Text section start

Kim Kardashian staged an intervention for West’s anxiety and enlisted the help of famed motivational speaker Tony Robbins, who then turned him on to scream therapy.
Most people know the term “primal scream,” but they may not know that it was named after a type of therapy created by a psychotherapist named Dr. Arthur Janov. Now scream therapy is back in the news, thanks to Kanye West, and it may indeed be an effective way to shout away anxiety and depression.
West told the New York Times that Kim Kardashian staged an intervention for his anxiety and enlisted the help of famed motivational speaker Tony Robbins. Robbins turned him on to scream therapy, and West recalled, “He could look at me and you know, I don’t know why he mentioned suicide, but he could tell I was very low. Really medicated, shoulders slumped down, and my confidence was gone, which is a lot of the root of my superpower because if you truly have self-confidence, no one can say anything to you.”
Robbins had West stand in a warrior pose, and West screamed his head off. “I was so self-conscious about the nanny and the housekeeper that I didn’t want them to hear me screaming in the living room. I think that’s such a metaphor of something for the existence of so-called well-off people that they’re not really well-off—they won’t even scream in their own house.”
As Yahoo reports, Dr. Janov treated John Lennon and James Earl Jones, and called his research, which is called Primary Therapy, as “the most important discovery of the 20th century.”
Screaming can indeed be therapeutic, and as psychotherapist Gin Love Thompson explains in Shape, “For the inner-child that was silenced by being repeatedly intimidated, the domestic abuse survivor that couldn’t scream back when attacked, anyone who has suffered severe bullying, anyone dealing with grief or common psychological issues such as depression and anxiety, ‘scream therapy,’ or ‘primal release’ has the potential to be therapeutically beneficial.”

Text section end

> Exercises to complete:
[1] Answer these questions from the article on scream therapy:
(a) Who created the type of therapy that the term "primal scream" was named after?
(b) What pose did Tony Robbins have West stand in?
(c) Which two people did Dr. Janov treat, according to Yahoo?
[2] Please list every person named in the article on scream therapy.
[3] Summarize the article on scream therapy in two sentences.

Exercise data section start

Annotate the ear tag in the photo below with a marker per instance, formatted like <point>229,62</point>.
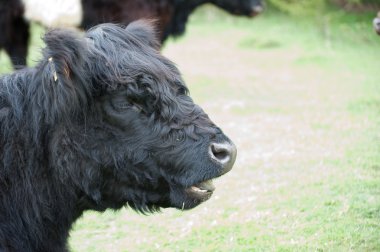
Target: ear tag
<point>55,77</point>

Exercise data section end

> Written responses:
[1]
(a) Psychotherapist Dr. Arthur Janov
(b) A warrior pose
(c) John Lennon and James Earl Jones

[2] Kim Kardashian, Kanye West, Tony Robbins, Dr. Arthur Janov, John Lennon, James Earl Jones, Gin Love Thompson

[3] Kanye West told the New York Times that Kim Kardashian staged an intervention for his anxiety and enlisted Tony Robbins, who had him scream while standing in a warrior pose. Psychotherapist Gin Love Thompson says scream therapy has the potential to be therapeutically beneficial for people dealing with abuse, bullying, grief, depression, and anxiety.